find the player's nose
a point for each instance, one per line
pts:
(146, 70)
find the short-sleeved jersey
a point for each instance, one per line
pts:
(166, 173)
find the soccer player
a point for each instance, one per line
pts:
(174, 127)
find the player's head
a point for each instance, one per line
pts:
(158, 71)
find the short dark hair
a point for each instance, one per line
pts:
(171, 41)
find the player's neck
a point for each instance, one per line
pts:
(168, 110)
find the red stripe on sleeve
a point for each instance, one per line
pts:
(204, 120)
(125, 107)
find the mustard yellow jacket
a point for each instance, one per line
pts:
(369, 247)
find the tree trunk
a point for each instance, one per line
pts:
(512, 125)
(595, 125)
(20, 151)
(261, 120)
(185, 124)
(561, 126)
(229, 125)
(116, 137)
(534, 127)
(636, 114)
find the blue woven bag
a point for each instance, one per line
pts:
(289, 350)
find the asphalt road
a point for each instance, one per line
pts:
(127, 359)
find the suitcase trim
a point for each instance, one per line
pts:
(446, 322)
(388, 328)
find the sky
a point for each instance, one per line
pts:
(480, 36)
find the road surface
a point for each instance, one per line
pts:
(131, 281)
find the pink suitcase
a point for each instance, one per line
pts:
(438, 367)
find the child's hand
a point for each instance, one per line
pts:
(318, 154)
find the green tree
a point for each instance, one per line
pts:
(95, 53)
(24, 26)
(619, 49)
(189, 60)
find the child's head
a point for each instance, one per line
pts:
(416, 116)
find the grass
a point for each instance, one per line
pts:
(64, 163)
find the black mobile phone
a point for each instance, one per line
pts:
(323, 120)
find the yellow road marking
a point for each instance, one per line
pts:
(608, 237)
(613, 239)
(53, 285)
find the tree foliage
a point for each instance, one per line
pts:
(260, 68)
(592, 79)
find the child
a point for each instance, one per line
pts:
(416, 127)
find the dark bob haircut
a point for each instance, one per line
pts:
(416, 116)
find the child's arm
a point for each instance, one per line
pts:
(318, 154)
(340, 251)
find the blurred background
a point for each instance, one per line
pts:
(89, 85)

▸ **Instructions for the task**: Reproduce every line of the items above, replacing each occurrence of "child's" with "kid's" and changing nothing else.

▸ **The result**:
find the player's nose
a point for each instance, one per line
pts:
(146, 70)
find the short-sleeved jersey
a point for each instance, one per line
pts:
(166, 173)
find the soccer player
a point for each instance, one per line
pts:
(174, 127)
find the player's head
a point for each instance, one per line
pts:
(158, 71)
find the short dark hair
a point for each instance, one per line
pts:
(171, 41)
find the player's neck
a point for each instance, one per line
pts:
(168, 110)
find the red stripe on sleeve
a point for each instance, one per line
pts:
(204, 120)
(125, 107)
find the mustard yellow jacket
a point for each instance, one per line
pts:
(369, 247)
find the tree trunk
a point for each instance, one per line
pts:
(512, 125)
(595, 125)
(20, 151)
(261, 120)
(185, 124)
(561, 126)
(229, 125)
(116, 137)
(534, 127)
(636, 114)
find the blue woven bag
a point for each instance, one per line
pts:
(289, 350)
find the asphalt road
a point for each instance, one per line
pts:
(127, 359)
find the suitcase trim
a point for each instance, one per line
pts:
(446, 322)
(388, 328)
find the sky
a point for each instance, one per line
pts:
(480, 36)
find the road surface
a point for each instance, one per line
pts:
(131, 281)
find the pink suitcase
a point for each instance, one per line
pts:
(438, 367)
find the kid's hand
a point for each instance, one per line
pts:
(318, 154)
find the green tree
a point for each instance, one per line
pts:
(95, 53)
(24, 26)
(619, 49)
(189, 60)
find the kid's head
a point for each instance, one per line
pts:
(416, 116)
find the grass
a point for each instance, one per line
pts:
(64, 163)
find the black mobile phone
a point for each instance, one per line
pts:
(323, 120)
find the yellow road marking
a point for each instance, one per line
pts:
(608, 237)
(613, 239)
(53, 285)
find the tree foliage
a point for each instance, one per line
pts:
(260, 68)
(592, 79)
find the child
a point for each instance, one per line
pts:
(416, 127)
find the dark bob haircut
a point for each instance, one per line
pts:
(416, 116)
find the kid's arm
a point for each instance, one per line
pts:
(318, 154)
(340, 251)
find the blurred background
a point for each instance, one per line
pts:
(89, 85)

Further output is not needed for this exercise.